Explore the material ▸
(a) Answer these questions using the article on The Salvation Army's contact centers:
(i) How many contact centers has the charity moved onto Genesys cloud?
(ii) At which event did Milad Kruze speak?
(iii) What position does Kruze hold at The Salvation Army?
(b) Go on with the article on The Salvation Army's contact centers, starting right after its last sentence.

====== Quoted passage

The Salvation Army has boosted its reach via upgrades to its call centres, allowing the company to focus on its person-centred approach to community care.

Milad Kruze, executive general manager for information technology at The Salvation Army told a Genesys Xperience Sydney audience that “technology plays a pivotal role for our organisation.”
“We talk about increasing our reach and meeting people where they are and this single technology such as contact centres allows us to do that.
“We've come from a very legacy model in the use of technology and Genesys has allowed us to unify our organisation.”
The charity organisation has migrated nine contact centres onto Genesys cloud, according to Kruze.
He said most people will ask to connect through to one of its stores, which can lead to “conversations about taking peoples’ couch as a donation in one phone call, then on the next we're talking to a domestic violence victim and someone’s about to lose their homes”.

============
====== Information shown

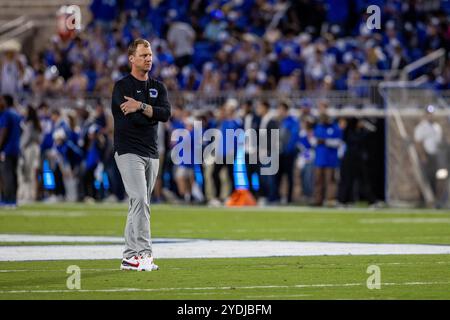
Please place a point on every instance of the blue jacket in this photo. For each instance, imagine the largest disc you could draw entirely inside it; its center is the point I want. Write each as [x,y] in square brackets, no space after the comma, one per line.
[289,135]
[327,153]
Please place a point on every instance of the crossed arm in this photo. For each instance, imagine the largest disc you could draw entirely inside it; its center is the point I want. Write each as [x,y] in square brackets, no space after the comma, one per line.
[131,108]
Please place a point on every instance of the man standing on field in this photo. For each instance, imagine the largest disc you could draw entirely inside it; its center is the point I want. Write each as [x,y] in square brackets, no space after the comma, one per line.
[138,104]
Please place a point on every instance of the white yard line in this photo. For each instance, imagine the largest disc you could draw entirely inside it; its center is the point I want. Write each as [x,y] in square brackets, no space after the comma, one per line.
[73,239]
[405,220]
[297,286]
[199,248]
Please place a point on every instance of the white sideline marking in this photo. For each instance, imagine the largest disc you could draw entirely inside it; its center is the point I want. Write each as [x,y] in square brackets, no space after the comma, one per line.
[199,248]
[297,286]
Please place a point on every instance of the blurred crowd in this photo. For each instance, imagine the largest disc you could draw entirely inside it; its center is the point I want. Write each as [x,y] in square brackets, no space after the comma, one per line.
[245,45]
[53,154]
[50,152]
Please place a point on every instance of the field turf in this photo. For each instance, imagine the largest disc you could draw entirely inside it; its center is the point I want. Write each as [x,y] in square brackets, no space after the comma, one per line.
[323,277]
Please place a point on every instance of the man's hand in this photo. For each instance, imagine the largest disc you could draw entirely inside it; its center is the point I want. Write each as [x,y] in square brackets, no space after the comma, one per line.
[130,105]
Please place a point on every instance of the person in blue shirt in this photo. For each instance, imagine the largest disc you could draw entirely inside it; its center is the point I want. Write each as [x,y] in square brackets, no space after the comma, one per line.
[289,136]
[327,140]
[10,132]
[227,152]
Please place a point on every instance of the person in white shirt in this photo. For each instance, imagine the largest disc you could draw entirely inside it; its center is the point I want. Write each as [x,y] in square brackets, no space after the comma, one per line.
[428,138]
[181,38]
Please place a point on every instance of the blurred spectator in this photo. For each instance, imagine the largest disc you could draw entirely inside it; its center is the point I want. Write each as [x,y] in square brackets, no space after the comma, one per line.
[428,138]
[225,148]
[327,139]
[11,70]
[9,149]
[30,157]
[268,123]
[306,159]
[181,38]
[251,121]
[289,136]
[354,166]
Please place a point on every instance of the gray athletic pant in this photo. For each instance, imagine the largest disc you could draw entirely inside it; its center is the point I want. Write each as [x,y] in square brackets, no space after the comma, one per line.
[139,177]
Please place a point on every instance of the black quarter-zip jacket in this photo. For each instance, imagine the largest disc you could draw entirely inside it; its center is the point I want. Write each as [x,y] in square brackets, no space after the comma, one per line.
[136,133]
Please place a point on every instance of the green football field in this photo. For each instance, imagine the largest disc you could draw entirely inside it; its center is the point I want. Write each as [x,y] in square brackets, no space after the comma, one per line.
[415,276]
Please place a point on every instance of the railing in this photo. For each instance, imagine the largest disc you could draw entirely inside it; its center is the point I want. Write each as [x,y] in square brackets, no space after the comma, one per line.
[438,55]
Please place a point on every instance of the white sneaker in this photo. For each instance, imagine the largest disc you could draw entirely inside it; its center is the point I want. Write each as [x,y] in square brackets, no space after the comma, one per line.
[132,263]
[146,263]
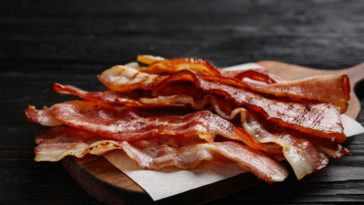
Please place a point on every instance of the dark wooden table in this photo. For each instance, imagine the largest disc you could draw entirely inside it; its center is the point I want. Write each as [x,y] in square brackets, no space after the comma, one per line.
[42,42]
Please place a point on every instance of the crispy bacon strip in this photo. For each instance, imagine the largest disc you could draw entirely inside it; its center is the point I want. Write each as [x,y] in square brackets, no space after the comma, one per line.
[178,64]
[116,98]
[304,154]
[317,119]
[329,88]
[312,89]
[56,143]
[126,124]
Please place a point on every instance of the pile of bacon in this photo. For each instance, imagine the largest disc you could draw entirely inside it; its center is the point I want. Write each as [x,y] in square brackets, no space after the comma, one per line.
[181,112]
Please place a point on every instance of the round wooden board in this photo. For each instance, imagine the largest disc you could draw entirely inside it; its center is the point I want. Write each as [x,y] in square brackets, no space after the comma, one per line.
[103,181]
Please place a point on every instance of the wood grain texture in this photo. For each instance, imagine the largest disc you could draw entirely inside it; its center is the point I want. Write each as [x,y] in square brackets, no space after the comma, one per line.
[100,179]
[71,41]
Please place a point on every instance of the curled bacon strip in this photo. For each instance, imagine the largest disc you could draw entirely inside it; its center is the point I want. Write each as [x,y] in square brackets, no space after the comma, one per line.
[312,89]
[318,119]
[161,152]
[178,64]
[126,124]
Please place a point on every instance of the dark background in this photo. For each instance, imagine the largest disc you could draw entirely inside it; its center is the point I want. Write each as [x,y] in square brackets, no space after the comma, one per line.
[42,42]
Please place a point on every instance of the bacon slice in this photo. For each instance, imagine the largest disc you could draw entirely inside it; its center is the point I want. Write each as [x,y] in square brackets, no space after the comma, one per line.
[317,119]
[312,89]
[126,124]
[304,154]
[116,98]
[178,64]
[161,152]
[330,88]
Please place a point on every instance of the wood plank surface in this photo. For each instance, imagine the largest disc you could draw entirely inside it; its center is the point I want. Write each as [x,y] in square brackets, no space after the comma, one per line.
[71,41]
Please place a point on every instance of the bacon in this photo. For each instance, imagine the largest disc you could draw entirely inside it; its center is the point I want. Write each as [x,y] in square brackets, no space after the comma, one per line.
[299,152]
[312,89]
[178,64]
[304,154]
[126,124]
[56,143]
[330,88]
[321,119]
[116,98]
[318,119]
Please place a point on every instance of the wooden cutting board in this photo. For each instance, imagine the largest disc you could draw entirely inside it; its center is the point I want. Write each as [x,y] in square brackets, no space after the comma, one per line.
[103,181]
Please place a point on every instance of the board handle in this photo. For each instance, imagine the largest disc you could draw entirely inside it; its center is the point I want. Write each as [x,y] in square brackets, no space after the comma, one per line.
[356,74]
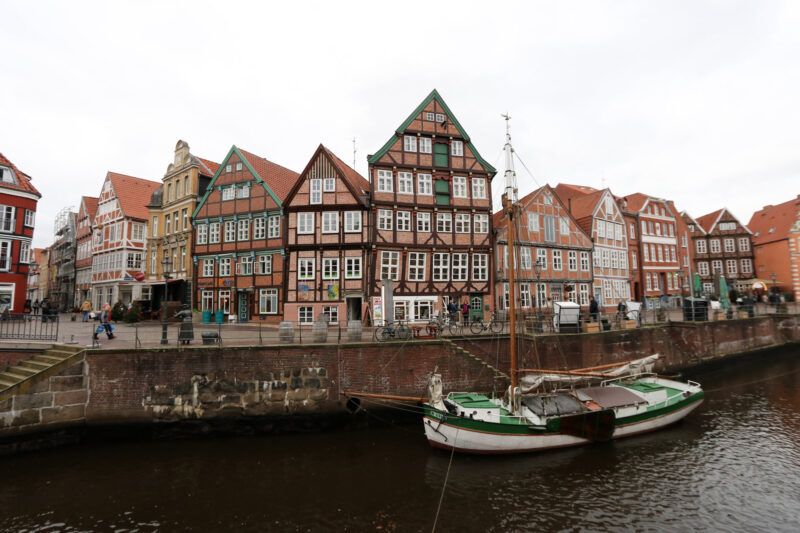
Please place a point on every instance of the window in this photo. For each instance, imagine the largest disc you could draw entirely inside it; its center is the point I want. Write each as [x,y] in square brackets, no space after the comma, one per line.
[246,266]
[424,184]
[557,259]
[330,222]
[305,223]
[213,232]
[207,301]
[462,223]
[264,264]
[441,267]
[352,221]
[225,266]
[404,221]
[730,245]
[390,265]
[305,269]
[274,226]
[316,191]
[385,181]
[268,301]
[744,245]
[423,222]
[305,315]
[352,268]
[424,145]
[259,228]
[405,183]
[444,222]
[330,268]
[480,267]
[230,230]
[244,230]
[208,268]
[459,187]
[416,266]
[384,219]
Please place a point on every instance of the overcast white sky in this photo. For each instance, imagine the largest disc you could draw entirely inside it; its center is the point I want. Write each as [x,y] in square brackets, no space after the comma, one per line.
[692,101]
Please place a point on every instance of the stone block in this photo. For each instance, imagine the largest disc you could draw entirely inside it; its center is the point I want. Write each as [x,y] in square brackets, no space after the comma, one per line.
[63,414]
[33,401]
[62,383]
[70,397]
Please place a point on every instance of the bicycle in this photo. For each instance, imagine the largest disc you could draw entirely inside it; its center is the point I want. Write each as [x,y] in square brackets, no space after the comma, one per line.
[392,331]
[494,325]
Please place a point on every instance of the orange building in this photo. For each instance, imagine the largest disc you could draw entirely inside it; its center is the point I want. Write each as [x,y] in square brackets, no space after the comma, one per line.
[776,243]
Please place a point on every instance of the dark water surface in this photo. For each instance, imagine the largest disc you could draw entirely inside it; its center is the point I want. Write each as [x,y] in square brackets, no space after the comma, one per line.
[732,465]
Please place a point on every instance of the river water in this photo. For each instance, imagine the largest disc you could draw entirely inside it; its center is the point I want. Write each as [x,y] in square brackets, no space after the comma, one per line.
[732,465]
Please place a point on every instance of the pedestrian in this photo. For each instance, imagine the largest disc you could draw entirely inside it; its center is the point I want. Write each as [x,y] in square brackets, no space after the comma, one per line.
[86,306]
[105,322]
[594,310]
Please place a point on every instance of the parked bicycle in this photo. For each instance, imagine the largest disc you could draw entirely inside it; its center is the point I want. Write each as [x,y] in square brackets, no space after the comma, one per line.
[494,325]
[392,331]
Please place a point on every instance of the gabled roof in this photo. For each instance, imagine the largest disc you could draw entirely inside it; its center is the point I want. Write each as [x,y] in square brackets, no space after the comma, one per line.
[434,95]
[774,222]
[23,180]
[133,194]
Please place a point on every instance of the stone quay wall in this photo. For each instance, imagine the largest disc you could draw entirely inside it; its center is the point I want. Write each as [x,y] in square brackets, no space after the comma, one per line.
[129,387]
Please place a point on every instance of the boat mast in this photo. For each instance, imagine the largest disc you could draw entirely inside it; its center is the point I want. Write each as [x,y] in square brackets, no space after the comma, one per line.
[510,201]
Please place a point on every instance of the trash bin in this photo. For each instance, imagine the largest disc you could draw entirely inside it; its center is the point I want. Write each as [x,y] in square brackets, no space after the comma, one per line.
[210,337]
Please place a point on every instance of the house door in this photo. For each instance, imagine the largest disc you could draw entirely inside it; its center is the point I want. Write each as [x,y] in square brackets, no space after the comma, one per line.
[475,307]
[244,307]
[440,158]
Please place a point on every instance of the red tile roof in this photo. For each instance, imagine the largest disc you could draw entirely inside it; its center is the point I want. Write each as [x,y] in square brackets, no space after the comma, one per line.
[23,180]
[773,222]
[133,193]
[279,179]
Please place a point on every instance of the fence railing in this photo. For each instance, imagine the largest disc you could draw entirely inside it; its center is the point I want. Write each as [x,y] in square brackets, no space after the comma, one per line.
[29,327]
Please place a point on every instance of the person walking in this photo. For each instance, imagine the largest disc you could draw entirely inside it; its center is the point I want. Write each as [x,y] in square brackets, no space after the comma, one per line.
[86,306]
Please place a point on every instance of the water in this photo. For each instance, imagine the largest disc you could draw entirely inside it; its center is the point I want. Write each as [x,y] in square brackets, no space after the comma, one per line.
[732,465]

============

Answers to this exercise ▸
(a)
(i) Nine.
(ii) Genesys Xperience Sydney.
(iii) Executive general manager for information technology.

(b)
“Especially with times now with our cost of living, [contact centre operators] ability to transfer calls within the organisation to the right place, take that response and not having technology as barrier few, those things are a big deal,” he said.
Kruze said, “There are hundreds of 1000s of safe spaces that we create the nature of those calls”.
“It provides our personnel with that psychological safety to turn up to work on a Monday and feel safe.
“From an accessibility point of view giving the community a choice of channel is a big deal too.
Kruze said The Salvation Army can also now offer financial services support through web chat functionality over the phone.
“Some people prefer to connect with us first before they speak, so we're very much on our first stages of that transformation, but we're a person-centred organisation, that’s what we do.
“Each of us either you know someone that's going through a hardship or a couch to donate so I'm confident to say before I take those calls,” Kruze said.